Николай Скатов - Русский гений
Один старый критик как раз в связи с Пушкиным вспомнил о древней индийской мудрости, которая гласит: эгоист всему внешнему относительно его личности, всему, что не есть он, говорит это не я, тот же, кто сострадает и сочувствует, всюду слышит тысячекратный призыв это ты.
Маркс указал в свое время на такую меру человечности как на подлинно эстетическую меру: «Животное формирует материю только сообразно мерке и потребности того вида, к которому оно принадлежит, тогда как человек умеет производить по меркам любого вида и всюду он умеет прилагать к предмету соответствующую мерку... Человек формирует материю также и по законам красоты».
Пушкинское творчество — одно из высших проявлений самой сути человеческого творчества вообще — творчества по законам красоты.
Сам поэт так определил характер своего эстетического универсализма:
Ревет ли зверь в лесу глухом,Трубит ли рог, гремит ли гром,Поет ли дева за холмом —На всякий звукСвой отклик в воздухе пустомРодишь ты вдруг.
Ты внемлешь грохоту громов,И гласу бури и валов,И крику сельских пастухов —И шлешь ответ;Тебе ж нет отзыва... ТаковИ ты, поэт!
Здесь же лежит и способность Пушкина к преодолению национальной ограниченности, своеобразный художественный интернационализм, названный Достоевским всемирною отзывчивостью: «В самом деле, в европейских литературах были громадной величины художественные гении — Шекспиры, Сервантесы, Шиллеры. Но укажите хоть на одного из этих великих гениев, который бы обладал такой способностью всемирной отзывчивости, как наш Пушкин. И эту-то способность, главнейшую способность нашей национальности, он именно разделяет с народом нашим и тем, главнейше, он и народный поэт. Самые величайшие из европейских поэтов никогда не могли воплотить в себе с такой силой гений чужого, соседнего, может быть, с ними народа, дух его, всю затаенную глубину этого духа и всю тоску его призвания, как мог это проявлять Пушкин. Напротив, обращаясь к чужим народностям, европейские поэты чаще всего перевоплощали их в свою же национальность и понимали по-своему. Даже у Шекспира его италианцы, например, почти сплошь те же англичане. Пушкин лишь один изо всех мировых поэтов обладает свойством перевоплощаться вполне в чужую национальность».

### ЗАДАНИЕ
Подхватите отрывок о Пушкине и его всемирной отзывчивости и продолжите рассуждение сразу после последнего предложения.

### ВЫДЕРЖКИ ИЗ ЗАПИСЕЙ
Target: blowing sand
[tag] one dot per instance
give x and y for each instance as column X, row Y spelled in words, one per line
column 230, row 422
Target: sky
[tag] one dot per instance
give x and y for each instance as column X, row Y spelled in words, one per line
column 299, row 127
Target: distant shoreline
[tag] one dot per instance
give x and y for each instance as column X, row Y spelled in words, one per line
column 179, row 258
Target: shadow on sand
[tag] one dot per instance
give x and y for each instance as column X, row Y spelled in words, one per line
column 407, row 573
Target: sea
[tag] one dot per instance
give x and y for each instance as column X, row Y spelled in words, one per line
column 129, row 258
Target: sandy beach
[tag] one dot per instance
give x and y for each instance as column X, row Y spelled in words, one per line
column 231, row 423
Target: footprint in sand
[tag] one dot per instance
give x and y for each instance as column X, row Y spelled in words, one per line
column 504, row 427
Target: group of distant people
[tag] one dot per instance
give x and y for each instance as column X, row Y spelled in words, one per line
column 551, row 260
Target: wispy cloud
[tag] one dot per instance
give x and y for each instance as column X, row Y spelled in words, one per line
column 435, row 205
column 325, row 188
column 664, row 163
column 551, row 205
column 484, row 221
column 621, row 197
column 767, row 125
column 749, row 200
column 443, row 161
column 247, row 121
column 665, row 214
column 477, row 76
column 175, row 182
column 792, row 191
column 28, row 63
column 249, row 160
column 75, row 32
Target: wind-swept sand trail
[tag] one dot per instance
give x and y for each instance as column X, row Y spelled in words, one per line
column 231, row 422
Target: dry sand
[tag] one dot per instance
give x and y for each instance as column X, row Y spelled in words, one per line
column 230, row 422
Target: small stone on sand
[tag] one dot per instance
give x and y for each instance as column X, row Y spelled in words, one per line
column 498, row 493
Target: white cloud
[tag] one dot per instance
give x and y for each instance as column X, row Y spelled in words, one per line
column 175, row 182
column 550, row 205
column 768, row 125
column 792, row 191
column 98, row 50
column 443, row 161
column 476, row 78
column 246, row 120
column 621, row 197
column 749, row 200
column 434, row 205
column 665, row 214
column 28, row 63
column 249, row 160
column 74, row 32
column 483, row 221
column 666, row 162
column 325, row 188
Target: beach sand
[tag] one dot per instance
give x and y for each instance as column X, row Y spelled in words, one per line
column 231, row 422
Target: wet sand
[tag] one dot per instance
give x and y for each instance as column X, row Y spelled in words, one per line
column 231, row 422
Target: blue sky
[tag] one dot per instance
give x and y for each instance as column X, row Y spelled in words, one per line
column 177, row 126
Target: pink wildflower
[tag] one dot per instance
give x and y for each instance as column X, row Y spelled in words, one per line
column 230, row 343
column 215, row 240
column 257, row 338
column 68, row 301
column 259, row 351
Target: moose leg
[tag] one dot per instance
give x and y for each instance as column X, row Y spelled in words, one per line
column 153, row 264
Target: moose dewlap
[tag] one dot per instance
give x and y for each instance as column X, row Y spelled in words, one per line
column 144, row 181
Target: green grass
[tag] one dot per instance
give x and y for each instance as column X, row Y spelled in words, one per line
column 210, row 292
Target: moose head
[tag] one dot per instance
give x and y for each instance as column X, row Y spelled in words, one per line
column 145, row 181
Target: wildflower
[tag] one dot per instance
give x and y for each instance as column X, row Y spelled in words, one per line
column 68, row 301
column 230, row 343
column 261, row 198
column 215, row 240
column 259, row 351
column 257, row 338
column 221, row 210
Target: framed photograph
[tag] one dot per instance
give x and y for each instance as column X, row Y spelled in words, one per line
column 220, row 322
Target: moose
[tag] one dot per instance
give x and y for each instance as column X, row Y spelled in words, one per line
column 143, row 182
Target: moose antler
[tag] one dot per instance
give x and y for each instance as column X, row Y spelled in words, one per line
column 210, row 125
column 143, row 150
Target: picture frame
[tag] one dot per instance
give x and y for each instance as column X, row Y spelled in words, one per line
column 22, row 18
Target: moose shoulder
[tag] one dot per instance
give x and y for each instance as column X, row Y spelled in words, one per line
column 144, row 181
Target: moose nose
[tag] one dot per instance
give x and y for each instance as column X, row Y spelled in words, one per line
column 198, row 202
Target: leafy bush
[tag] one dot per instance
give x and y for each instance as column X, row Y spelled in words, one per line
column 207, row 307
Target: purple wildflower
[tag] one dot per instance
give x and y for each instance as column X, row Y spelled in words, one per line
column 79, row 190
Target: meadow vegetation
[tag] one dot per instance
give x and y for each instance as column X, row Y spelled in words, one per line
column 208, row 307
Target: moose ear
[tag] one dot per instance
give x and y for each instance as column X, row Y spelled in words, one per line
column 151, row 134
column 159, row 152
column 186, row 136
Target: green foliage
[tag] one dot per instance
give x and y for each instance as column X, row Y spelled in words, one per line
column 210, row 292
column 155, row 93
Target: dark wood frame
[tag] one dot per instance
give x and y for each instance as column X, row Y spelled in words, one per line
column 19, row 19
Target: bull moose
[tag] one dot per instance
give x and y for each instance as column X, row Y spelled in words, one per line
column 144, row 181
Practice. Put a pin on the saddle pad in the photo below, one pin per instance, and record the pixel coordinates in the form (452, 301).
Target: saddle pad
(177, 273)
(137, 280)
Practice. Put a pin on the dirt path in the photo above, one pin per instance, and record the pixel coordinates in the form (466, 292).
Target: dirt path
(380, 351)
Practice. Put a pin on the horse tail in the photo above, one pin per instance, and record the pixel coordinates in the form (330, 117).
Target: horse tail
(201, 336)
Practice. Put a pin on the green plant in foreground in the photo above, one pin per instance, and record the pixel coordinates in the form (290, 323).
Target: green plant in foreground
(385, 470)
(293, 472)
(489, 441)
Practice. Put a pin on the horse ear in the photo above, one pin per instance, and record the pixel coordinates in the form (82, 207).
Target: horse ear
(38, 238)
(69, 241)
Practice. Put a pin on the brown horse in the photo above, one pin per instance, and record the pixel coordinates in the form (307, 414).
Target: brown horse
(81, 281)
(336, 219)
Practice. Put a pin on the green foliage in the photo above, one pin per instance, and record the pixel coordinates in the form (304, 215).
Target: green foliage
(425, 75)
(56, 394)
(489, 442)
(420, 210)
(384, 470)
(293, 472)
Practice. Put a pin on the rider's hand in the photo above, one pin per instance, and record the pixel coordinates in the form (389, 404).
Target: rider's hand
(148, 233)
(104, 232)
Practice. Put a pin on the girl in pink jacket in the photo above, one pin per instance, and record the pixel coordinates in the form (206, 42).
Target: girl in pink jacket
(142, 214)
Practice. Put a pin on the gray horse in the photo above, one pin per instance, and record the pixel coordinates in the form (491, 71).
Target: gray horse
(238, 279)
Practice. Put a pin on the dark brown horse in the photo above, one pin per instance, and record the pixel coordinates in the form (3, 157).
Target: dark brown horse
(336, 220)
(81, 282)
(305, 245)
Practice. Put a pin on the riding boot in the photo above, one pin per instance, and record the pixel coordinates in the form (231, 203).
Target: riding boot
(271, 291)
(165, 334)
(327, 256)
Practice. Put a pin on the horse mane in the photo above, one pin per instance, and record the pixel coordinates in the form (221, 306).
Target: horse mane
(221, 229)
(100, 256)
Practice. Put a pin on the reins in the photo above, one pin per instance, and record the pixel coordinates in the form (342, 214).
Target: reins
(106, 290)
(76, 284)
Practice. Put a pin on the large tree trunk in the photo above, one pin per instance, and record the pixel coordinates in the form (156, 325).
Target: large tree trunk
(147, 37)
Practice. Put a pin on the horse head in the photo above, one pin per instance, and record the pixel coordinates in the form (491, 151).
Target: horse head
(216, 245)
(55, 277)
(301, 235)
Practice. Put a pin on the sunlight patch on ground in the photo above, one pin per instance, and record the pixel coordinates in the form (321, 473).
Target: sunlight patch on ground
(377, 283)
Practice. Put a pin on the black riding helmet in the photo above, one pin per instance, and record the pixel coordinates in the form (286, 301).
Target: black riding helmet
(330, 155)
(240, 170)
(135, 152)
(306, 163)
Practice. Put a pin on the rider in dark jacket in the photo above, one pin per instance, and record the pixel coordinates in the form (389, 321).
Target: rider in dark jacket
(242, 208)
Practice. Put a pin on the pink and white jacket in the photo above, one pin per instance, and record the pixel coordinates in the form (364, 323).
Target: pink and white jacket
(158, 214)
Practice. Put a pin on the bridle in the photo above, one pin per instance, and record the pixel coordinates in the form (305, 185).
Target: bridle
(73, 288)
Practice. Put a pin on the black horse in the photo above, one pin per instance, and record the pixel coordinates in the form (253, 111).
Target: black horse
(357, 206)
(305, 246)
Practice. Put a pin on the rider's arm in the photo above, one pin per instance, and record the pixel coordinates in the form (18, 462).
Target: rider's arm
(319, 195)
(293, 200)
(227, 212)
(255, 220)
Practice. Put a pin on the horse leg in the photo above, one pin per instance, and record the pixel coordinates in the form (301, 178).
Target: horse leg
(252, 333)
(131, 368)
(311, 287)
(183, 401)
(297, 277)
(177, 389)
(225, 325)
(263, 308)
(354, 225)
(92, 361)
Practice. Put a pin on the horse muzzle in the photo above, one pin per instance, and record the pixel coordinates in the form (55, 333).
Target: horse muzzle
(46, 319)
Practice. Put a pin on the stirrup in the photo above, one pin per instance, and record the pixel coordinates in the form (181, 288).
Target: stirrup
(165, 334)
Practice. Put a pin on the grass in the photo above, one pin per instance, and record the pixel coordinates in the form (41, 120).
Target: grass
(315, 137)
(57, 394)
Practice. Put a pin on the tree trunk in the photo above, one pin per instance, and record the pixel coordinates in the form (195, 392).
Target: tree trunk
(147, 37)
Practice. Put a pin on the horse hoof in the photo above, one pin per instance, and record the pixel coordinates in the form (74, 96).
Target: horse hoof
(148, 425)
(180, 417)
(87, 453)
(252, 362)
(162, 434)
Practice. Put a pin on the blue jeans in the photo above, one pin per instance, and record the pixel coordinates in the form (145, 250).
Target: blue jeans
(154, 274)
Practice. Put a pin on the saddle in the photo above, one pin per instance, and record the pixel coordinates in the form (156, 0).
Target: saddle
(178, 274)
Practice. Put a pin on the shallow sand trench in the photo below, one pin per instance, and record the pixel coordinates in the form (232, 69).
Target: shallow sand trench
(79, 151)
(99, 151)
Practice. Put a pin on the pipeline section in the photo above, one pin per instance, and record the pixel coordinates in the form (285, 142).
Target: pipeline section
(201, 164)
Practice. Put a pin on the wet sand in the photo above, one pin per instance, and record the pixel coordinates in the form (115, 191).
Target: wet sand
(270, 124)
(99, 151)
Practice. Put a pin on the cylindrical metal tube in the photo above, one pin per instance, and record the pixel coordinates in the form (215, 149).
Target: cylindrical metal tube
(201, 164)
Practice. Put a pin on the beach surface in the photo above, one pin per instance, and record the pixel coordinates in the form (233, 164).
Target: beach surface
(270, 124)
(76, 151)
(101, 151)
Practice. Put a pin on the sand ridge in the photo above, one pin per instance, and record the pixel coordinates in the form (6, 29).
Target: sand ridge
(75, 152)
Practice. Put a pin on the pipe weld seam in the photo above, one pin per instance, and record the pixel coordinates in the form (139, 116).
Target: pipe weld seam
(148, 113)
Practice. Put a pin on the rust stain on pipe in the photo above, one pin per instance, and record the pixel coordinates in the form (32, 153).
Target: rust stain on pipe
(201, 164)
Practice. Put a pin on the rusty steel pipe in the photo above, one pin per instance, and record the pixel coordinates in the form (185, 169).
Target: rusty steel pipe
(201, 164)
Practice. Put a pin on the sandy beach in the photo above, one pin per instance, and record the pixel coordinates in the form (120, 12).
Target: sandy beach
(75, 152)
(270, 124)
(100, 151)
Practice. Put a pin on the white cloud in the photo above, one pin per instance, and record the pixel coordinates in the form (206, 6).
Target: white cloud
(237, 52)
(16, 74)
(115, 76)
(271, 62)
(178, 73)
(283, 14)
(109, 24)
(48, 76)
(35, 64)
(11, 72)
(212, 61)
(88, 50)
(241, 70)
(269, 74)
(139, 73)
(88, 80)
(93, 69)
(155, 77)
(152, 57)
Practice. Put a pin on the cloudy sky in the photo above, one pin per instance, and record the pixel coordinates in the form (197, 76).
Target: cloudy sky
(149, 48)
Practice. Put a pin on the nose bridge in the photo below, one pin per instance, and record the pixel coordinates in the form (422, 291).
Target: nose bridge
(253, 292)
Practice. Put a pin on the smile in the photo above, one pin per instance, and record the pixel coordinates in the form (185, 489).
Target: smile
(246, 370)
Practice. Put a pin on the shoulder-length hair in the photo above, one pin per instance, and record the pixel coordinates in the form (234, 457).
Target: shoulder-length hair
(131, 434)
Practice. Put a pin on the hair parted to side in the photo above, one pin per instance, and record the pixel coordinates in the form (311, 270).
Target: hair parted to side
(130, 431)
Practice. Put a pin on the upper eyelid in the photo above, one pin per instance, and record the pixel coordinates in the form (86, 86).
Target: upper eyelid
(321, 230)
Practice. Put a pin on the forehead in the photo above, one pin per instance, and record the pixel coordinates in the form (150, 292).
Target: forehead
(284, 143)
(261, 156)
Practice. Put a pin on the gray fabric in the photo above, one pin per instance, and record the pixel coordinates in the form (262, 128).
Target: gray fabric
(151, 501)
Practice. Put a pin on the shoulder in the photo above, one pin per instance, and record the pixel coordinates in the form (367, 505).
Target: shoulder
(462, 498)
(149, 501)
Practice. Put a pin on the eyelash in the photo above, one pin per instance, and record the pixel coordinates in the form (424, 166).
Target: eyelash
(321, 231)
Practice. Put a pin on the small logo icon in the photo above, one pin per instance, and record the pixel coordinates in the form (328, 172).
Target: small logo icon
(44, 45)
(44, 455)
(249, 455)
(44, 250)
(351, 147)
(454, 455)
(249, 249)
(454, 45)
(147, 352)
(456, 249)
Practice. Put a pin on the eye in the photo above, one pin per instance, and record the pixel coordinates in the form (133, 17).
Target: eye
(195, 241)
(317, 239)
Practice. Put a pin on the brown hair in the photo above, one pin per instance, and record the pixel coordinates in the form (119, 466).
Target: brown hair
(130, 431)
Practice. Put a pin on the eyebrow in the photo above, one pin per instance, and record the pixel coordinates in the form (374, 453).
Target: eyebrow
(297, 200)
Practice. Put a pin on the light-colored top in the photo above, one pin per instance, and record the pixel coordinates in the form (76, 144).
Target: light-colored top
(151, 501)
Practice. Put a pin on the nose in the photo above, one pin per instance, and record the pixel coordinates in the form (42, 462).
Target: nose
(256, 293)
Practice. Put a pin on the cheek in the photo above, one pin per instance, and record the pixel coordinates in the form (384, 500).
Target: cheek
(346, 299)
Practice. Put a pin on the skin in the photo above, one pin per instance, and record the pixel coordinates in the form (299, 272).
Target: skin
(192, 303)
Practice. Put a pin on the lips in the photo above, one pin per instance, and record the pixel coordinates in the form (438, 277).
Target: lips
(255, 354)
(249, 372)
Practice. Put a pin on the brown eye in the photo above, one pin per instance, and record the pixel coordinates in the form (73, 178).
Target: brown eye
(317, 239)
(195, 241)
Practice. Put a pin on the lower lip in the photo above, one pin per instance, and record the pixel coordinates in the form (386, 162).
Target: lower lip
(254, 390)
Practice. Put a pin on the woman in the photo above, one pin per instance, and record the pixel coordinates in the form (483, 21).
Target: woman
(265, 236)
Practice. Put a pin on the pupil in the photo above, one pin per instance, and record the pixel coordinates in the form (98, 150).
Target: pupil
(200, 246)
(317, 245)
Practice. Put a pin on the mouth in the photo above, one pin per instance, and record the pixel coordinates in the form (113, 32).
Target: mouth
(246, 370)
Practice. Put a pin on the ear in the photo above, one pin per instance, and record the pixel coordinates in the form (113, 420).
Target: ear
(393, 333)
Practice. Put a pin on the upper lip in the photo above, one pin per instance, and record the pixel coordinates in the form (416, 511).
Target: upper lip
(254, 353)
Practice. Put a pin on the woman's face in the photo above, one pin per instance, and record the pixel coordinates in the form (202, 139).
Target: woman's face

### ГОТОВЫЙ ОТВЕТ
В пушкинской поэзии мы можем ощутить дух Востока («Подражания Корану»), почувствовать особенность европейского средневековья («Скупой рыцарь») и погрузиться в атмосферу итало-испанского Возрождения («В начале жизни школу помню я...», «Каменный гость»). Всечеловечность Пушкина, впрочем, означала не столько способность перевоплощаться, сколько способность вмещать. Пушкин в письме П. Вяземскому однажды заметил: «Кстати еще — знаешь, почему не люблю я Мура? — потому что он чересчур уже восточен. Он подражает ребячески и уродливо — ребячеству и уродливости Саади, Гафиза и Магомета». Ведь речь и у Достоевского не об умении просто ощутить и передать своеобразие чужой нации, а о способности выразить идеальные начала ее, с громадной силой воплотить «гений чужого народа, дух его, всю затаенную глубину этого духа и всю тоску его призвания» (курсив мой.— Н. С). Вот почему и в «Подражаниях Корану» и в «Пире во время чумы», во всем и над всем — Пушкин. Пушкин во многом оказался для России и школой мировой духовной жизни, своеобразной всемирной энциклопедией, вместившей Овидия и Анакреона, Шекспира и Гете, Шенье и Байрона, Саади и Гафиза.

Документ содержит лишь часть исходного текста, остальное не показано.